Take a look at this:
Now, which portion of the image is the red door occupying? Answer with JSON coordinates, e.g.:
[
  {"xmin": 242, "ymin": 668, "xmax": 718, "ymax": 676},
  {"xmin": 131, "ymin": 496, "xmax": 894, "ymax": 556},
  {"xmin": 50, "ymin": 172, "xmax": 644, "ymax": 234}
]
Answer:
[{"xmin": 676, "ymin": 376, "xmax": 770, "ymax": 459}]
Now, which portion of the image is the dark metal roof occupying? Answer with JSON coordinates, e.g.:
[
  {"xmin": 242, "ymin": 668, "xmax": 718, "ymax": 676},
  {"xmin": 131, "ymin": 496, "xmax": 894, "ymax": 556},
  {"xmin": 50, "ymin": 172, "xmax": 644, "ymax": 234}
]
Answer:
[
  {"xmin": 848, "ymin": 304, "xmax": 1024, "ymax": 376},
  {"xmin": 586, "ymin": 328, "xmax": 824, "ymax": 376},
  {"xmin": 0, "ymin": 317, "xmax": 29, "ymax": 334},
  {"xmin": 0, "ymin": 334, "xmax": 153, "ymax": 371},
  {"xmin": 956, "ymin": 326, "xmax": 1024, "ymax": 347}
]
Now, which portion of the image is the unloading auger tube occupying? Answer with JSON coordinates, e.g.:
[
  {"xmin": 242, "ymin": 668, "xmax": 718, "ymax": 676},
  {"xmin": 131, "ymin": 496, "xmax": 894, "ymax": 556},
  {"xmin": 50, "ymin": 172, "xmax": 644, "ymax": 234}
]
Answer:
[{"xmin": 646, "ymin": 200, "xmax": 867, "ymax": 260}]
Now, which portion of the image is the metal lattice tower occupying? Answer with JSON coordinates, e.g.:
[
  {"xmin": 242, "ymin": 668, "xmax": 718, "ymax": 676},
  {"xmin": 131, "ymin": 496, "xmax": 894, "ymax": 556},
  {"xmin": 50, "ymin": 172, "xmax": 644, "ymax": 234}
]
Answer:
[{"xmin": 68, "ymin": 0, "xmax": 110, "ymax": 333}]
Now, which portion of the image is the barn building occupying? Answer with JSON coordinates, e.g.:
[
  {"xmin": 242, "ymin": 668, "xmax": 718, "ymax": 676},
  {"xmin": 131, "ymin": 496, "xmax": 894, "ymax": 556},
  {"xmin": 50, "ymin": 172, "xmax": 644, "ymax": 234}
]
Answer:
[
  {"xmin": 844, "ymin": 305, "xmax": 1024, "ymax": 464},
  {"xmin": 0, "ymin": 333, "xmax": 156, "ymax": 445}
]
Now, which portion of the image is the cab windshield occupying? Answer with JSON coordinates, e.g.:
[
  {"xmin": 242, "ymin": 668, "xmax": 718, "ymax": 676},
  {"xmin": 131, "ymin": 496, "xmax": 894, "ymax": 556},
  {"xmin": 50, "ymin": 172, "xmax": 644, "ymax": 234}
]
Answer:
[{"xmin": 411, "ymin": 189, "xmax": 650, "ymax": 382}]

++++++++++++++++++++

STATED EXERCISE:
Swap "barn building" for "storage shed" and write out the lines from the line with "Now, which portion of the image is the metal" through the last line, leaving everything else unchanged.

RESULT:
Now, which portion of the image is the metal lattice tower occupying? Answer with JSON coordinates, e.g.:
[
  {"xmin": 242, "ymin": 668, "xmax": 718, "ymax": 676},
  {"xmin": 131, "ymin": 496, "xmax": 894, "ymax": 556},
  {"xmin": 50, "ymin": 172, "xmax": 644, "ymax": 234}
]
Answer:
[{"xmin": 68, "ymin": 0, "xmax": 110, "ymax": 333}]
Now, which portion of the image is the storage shed occupying? Answer with JSON coordinates, e.g.:
[
  {"xmin": 242, "ymin": 668, "xmax": 718, "ymax": 676},
  {"xmin": 131, "ymin": 496, "xmax": 894, "ymax": 556},
  {"xmin": 50, "ymin": 172, "xmax": 644, "ymax": 234}
]
Answer:
[
  {"xmin": 844, "ymin": 305, "xmax": 1024, "ymax": 464},
  {"xmin": 0, "ymin": 333, "xmax": 156, "ymax": 445}
]
Now, which portion of the image is the cab windshield occupying? Answer with JSON coordinates, e.g.:
[
  {"xmin": 242, "ymin": 668, "xmax": 718, "ymax": 676},
  {"xmin": 131, "ymin": 496, "xmax": 894, "ymax": 556},
  {"xmin": 50, "ymin": 172, "xmax": 644, "ymax": 234}
]
Answer:
[{"xmin": 411, "ymin": 189, "xmax": 650, "ymax": 382}]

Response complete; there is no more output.